▶ REQUIRED WORK
Each line from the beginning of the data below through the line containing "Where can the woman seated" should be repeated exactly, please.

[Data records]
════

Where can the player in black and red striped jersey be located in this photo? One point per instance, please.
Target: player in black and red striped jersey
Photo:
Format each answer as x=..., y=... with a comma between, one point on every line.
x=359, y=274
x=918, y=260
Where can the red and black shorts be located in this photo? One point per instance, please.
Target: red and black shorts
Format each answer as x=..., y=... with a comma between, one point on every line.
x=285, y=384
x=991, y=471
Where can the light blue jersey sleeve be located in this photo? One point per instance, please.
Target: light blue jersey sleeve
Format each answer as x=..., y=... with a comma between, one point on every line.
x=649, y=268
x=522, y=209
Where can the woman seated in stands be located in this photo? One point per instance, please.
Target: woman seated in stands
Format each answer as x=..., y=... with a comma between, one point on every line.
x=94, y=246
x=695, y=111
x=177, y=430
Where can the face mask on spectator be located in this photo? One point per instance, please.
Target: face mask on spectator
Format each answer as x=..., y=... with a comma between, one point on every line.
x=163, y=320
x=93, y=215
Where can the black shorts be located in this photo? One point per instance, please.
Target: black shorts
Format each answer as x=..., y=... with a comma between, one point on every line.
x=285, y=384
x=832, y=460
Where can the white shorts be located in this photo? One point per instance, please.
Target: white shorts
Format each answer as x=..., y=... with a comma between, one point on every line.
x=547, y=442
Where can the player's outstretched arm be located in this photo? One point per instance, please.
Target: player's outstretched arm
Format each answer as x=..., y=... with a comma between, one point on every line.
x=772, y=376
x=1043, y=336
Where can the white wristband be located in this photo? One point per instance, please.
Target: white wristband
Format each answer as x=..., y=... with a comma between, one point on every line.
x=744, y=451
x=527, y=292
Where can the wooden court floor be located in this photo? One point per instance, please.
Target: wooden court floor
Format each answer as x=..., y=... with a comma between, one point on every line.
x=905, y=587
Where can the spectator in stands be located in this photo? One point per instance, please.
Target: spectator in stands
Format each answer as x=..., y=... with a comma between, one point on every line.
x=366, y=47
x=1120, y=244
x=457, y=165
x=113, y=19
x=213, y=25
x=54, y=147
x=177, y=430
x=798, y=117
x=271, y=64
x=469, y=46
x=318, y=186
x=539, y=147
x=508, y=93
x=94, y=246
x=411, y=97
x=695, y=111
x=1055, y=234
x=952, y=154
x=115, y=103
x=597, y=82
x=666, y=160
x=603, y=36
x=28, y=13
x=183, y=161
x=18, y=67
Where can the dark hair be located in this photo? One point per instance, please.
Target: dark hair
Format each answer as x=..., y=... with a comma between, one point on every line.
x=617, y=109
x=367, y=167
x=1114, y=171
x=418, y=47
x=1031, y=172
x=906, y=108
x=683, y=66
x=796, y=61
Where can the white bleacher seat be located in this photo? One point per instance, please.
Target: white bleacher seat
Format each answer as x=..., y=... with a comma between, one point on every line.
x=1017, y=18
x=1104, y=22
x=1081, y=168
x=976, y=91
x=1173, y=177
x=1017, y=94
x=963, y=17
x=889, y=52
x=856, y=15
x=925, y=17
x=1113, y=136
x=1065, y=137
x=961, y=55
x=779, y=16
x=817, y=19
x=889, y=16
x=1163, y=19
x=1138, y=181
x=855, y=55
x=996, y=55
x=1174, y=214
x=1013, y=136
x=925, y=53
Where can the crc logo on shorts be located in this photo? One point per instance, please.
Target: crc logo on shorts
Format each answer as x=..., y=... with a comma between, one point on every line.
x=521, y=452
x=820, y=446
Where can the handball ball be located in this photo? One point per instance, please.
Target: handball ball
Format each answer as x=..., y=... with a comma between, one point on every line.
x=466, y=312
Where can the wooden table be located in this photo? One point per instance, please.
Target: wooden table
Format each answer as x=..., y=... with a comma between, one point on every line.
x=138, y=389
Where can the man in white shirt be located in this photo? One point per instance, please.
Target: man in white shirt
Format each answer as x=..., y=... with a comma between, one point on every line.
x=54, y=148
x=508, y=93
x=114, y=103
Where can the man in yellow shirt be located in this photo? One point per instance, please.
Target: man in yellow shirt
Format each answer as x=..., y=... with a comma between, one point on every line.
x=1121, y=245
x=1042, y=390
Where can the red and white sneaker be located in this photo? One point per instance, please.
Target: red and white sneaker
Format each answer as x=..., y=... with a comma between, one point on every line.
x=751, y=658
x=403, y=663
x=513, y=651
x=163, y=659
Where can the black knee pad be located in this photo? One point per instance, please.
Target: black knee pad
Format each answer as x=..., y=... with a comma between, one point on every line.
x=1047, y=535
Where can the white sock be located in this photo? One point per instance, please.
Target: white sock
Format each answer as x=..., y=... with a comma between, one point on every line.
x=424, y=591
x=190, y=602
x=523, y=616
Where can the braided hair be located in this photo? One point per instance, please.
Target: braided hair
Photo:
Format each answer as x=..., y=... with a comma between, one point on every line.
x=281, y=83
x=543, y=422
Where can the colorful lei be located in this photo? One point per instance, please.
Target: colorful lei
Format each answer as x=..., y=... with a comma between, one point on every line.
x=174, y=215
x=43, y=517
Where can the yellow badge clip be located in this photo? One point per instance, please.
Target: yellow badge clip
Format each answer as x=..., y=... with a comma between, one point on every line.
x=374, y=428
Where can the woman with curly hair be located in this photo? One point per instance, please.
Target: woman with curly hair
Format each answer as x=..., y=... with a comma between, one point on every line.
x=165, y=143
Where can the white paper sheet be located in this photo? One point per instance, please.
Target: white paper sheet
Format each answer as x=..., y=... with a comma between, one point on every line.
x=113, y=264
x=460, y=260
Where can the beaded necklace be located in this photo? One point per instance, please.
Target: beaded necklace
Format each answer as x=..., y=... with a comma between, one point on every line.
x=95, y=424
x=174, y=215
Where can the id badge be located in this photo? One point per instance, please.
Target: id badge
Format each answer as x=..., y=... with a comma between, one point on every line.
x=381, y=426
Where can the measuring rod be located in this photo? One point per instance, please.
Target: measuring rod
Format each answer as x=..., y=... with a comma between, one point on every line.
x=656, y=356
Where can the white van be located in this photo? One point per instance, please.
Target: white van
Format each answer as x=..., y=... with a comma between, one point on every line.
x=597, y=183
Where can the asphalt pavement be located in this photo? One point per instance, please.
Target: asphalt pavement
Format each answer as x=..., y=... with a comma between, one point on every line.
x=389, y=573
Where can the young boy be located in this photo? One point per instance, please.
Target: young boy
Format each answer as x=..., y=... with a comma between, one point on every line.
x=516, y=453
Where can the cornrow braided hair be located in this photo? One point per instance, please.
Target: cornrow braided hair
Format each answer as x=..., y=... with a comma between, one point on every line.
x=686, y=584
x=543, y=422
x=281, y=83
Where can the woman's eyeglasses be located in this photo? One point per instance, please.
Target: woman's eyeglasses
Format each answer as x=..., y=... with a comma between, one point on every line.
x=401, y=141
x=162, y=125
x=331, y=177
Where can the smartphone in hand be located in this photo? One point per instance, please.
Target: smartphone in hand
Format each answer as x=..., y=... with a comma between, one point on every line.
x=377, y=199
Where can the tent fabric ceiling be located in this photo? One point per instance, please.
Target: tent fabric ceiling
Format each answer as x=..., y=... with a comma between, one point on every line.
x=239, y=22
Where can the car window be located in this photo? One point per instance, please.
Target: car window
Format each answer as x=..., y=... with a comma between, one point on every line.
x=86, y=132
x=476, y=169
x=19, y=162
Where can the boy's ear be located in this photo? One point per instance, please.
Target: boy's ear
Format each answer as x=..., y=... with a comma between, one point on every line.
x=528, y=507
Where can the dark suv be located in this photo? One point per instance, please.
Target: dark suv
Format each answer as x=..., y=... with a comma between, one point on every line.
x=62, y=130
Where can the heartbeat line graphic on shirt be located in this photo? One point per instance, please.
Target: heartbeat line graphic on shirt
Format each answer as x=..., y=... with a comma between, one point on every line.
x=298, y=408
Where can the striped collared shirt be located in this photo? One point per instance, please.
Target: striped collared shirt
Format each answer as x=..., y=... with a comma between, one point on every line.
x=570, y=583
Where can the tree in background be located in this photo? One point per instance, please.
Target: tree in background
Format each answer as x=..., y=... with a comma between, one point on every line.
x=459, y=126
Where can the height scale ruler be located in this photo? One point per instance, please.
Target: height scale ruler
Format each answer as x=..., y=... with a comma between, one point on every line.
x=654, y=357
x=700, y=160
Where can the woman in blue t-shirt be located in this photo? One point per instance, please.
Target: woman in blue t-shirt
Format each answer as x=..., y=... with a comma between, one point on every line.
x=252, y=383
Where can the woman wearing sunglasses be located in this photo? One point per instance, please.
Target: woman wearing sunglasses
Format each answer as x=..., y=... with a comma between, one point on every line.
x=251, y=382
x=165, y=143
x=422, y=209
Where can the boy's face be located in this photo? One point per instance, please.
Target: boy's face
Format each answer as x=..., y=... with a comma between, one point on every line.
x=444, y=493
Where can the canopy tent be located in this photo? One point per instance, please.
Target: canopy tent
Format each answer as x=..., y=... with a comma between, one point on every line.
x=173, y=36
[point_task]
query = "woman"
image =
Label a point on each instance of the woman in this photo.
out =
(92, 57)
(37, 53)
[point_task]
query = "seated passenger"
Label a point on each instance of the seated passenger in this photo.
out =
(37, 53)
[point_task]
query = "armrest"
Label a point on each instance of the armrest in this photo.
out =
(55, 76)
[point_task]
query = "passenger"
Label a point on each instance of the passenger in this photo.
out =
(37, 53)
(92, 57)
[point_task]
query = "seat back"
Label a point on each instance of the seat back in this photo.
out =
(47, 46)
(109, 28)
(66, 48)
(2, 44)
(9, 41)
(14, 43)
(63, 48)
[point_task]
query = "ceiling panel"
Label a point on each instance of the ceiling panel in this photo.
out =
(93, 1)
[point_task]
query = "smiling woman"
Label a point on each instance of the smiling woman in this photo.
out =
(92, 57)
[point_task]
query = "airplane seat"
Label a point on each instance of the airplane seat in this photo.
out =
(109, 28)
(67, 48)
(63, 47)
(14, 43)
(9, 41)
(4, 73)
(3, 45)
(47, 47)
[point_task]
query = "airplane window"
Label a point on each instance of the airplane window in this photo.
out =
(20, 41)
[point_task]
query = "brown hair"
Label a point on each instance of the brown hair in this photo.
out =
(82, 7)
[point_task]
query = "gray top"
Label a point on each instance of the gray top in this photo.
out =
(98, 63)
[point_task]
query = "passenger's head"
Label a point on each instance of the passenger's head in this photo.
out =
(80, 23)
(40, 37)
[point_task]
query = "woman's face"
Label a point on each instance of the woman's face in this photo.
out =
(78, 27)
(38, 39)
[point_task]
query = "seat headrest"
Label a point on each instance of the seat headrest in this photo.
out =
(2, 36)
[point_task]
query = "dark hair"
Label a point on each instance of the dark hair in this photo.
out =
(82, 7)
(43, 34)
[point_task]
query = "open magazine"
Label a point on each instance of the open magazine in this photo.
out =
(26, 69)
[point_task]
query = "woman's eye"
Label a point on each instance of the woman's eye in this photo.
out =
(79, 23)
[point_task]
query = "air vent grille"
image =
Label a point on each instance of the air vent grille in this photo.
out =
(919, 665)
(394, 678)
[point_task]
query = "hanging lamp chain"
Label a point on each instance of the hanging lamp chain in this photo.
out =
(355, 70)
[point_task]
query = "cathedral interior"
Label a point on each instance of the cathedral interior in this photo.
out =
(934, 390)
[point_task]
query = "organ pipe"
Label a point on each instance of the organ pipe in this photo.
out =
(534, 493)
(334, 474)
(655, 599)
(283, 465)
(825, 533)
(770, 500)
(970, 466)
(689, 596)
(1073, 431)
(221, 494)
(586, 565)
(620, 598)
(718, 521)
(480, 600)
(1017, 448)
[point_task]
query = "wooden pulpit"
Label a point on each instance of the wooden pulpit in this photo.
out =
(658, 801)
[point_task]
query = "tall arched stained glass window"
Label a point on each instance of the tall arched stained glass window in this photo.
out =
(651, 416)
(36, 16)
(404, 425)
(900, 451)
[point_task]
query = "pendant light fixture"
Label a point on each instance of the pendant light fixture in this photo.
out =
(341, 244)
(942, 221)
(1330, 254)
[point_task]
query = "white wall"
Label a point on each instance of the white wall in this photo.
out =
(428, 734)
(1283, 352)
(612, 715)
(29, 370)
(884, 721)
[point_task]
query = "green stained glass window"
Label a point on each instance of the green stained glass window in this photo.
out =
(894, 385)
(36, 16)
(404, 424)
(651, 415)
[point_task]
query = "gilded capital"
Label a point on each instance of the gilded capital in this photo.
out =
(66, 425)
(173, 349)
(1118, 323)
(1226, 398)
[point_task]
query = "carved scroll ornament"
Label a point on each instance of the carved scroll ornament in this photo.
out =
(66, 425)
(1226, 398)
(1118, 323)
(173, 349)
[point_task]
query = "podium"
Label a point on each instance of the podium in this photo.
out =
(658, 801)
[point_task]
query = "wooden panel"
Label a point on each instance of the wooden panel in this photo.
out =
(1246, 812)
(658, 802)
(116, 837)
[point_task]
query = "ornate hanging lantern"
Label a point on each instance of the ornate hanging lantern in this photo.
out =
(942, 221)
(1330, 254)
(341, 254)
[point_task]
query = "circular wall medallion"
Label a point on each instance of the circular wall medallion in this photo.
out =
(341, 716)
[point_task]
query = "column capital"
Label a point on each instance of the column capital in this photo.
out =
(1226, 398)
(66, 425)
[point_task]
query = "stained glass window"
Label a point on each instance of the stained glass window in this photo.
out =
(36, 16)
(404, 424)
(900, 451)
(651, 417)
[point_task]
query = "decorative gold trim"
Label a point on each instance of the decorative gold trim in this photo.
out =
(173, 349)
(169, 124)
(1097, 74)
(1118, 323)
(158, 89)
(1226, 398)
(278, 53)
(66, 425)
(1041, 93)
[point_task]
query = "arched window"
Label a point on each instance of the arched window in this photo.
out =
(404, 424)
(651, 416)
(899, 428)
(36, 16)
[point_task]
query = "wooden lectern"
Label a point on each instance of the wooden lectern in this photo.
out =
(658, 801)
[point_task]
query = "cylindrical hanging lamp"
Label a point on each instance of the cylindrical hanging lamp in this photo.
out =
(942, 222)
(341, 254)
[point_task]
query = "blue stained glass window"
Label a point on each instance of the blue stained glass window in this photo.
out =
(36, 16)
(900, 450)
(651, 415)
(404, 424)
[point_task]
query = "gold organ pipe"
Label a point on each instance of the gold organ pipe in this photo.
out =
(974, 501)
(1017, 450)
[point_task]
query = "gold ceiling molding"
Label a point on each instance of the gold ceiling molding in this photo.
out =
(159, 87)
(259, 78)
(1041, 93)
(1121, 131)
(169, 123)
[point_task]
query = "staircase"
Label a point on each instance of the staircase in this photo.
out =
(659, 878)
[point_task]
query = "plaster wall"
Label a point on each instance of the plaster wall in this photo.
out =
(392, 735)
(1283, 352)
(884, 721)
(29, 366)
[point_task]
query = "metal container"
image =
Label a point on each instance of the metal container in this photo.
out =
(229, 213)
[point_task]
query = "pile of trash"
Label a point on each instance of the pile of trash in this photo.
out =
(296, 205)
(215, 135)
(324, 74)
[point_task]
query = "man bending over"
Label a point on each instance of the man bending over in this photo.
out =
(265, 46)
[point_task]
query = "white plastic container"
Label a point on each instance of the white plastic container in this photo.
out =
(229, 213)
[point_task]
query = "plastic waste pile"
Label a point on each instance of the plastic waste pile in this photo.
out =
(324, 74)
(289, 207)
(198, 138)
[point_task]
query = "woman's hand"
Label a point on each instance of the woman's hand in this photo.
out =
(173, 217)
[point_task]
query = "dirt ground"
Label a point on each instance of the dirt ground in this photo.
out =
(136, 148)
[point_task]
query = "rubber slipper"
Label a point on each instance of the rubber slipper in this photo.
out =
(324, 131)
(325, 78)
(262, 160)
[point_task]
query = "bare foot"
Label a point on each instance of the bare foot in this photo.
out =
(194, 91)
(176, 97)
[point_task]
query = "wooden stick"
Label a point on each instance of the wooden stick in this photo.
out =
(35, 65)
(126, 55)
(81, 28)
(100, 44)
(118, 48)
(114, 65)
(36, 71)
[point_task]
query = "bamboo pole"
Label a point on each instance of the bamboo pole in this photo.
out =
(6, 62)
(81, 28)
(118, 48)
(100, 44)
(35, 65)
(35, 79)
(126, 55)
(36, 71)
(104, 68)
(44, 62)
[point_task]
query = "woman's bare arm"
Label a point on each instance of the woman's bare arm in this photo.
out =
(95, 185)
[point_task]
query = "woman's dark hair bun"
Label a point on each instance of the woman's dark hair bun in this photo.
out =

════

▶ OUTPUT FOR THIS EXERCISE
Where can the player in black and red striped jersey be located in this photo? One point per instance, please.
Target: player in black and red striped jersey
Photo:
Format each answer as x=..., y=... with a comma between, one point on every line.
x=359, y=274
x=918, y=260
Where can the red and black shorts be located in this photo? One point per instance, please.
Target: red and black shorts
Format each answer as x=..., y=... with a comma between, one point on every line.
x=285, y=384
x=991, y=471
Where can the light blue jersey sleeve be located in this photo? One point per instance, please.
Target: light blue jersey sleeve
Format each answer as x=..., y=... with a comma between, one point on every line.
x=649, y=268
x=522, y=209
Where can the woman seated in stands be located in this photo? One point per instance, please.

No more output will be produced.